GIVEN PASSAGE:
----------

June 20, 2024

Official Linux User!!

I now run Linux OS as my main computer operating system.

First, I am going to tell you what I am not. I am not a coder, software developer, or programmer of any sort. I believe that this is what most people picture as who uses Linux as an operating system and they are not wrong, but there are a lot of people that use it because it is an alternative to Microsoft Windows.

Why I like it!

The major benefits of using Linux:

  • It is free!!! You can just download it. There are no license fees or install keys you have to deal with. No obligations….no questions asked.
  • It is open source!! If you are a geek that programs and want to look at the source code or change it to make it how you want, you can!! Which also means, you can look under the hood and even see if there is anything malicious in the code. The Linux community has control over the code so since there are a lot of eyes on it, then it is hard for someone to put any spyware in it, hence it is more secure.
  • It is constantly being updated with security patches and fixes. The Linux community is full of smart people and chances are as soon as they see a problem it will be fixed. If you have an issue getting something to work on your personal computer. Googling the issue will usually send you to other users that had the same issue which already figured it out.

----------

AVAILABLE DATA:
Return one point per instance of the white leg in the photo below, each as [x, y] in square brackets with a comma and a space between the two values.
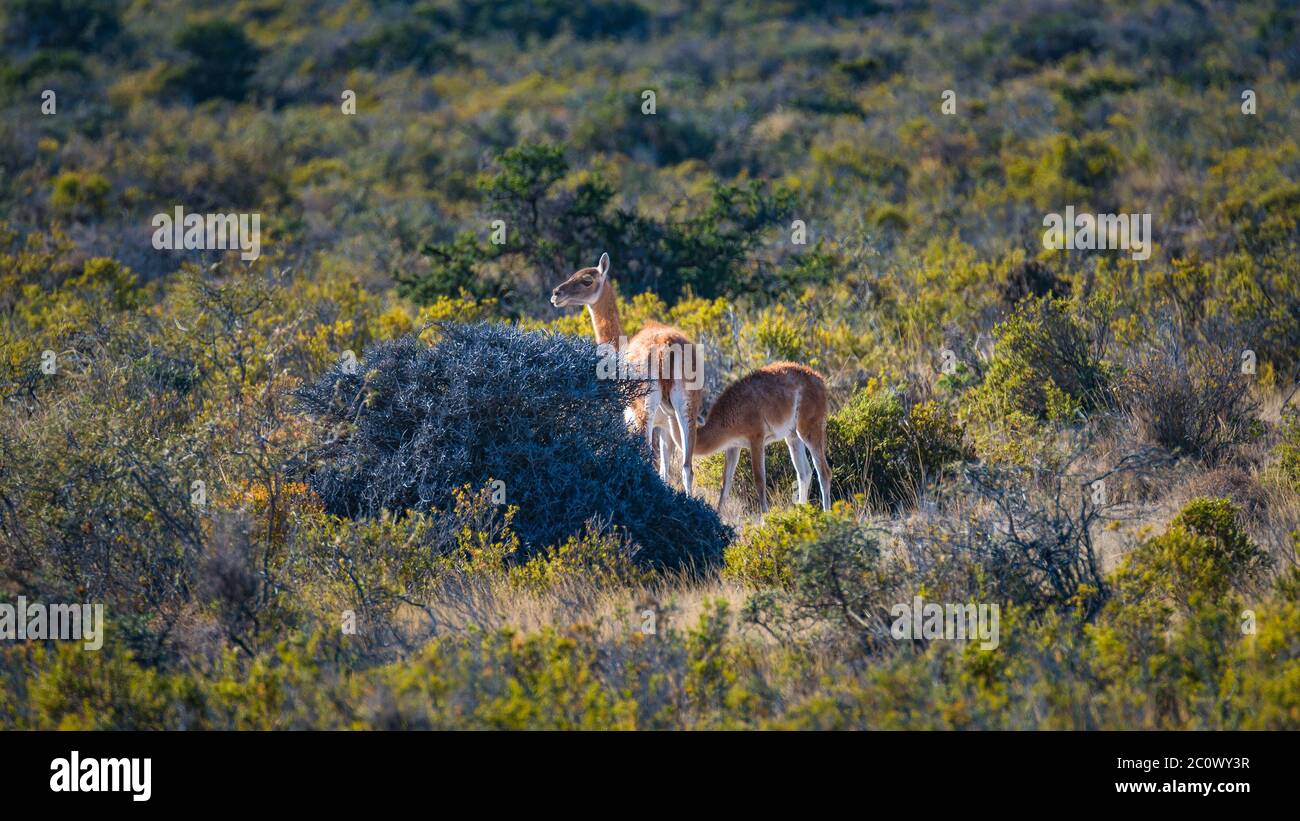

----------

GIVEN TASK: Write the next part of the Linux post, starting right after its final sentence. The data above come from a separate source and have no connection to the Linux post.

THE OUTPUT:
My history with Linux OS

My first experience with the OS was in the late nineties right after college. I also had experience using a Unix system while in college, which is similar to Linux, so thought it may be fun to try out. I installed Red Hat Linux as a dual boot along side Windows 98. But, some of my computer peripherals and hardware didn’t work, such as my printer, and I could not play games. Linux was really still in it’s infancy at that time and not really as option for a regular everyday computer user. I eventually gave up on using it at all.

Virtualization software came around, which is software to simulate hardware functionality and create a virtual computer system. I then started download and installing different distributions of Linux OS to try them out. But, I was still not compelled to get rid of Windows as my main desktop. At that time, the desktop environment still felt janky to me. MS office documents didn’t work well or at all with Linux office suites, gaming on Linux still was really not a option, and I was still hard to get certain main computer hardware to work.

The switch to Linux

Cloud computing is a game changer!

The ability to run software within a internet browser like MS Office 365 meant it doesn’t matter what operating system I am using. I could access all my work e-mail, files, and able to function seamlessly. This finally made me feel like making the switch to a Linux OS is real a possibility.

With Steam you can finally get your game on!

Steam Application

Steam is a video game digital distribution service by Valve and they have been making some real strides into making it possible to for people to play popular gaming titles on Linux. Though, I am not much of a gamer anymore, I was surprised on how well it worked when I gave it a try. Here is a list of the “Best 40 games on Steam” that run on Linux and Windows.

Playing Tomb Raider on my Framework Laptop

Try to install on actual computer hardware.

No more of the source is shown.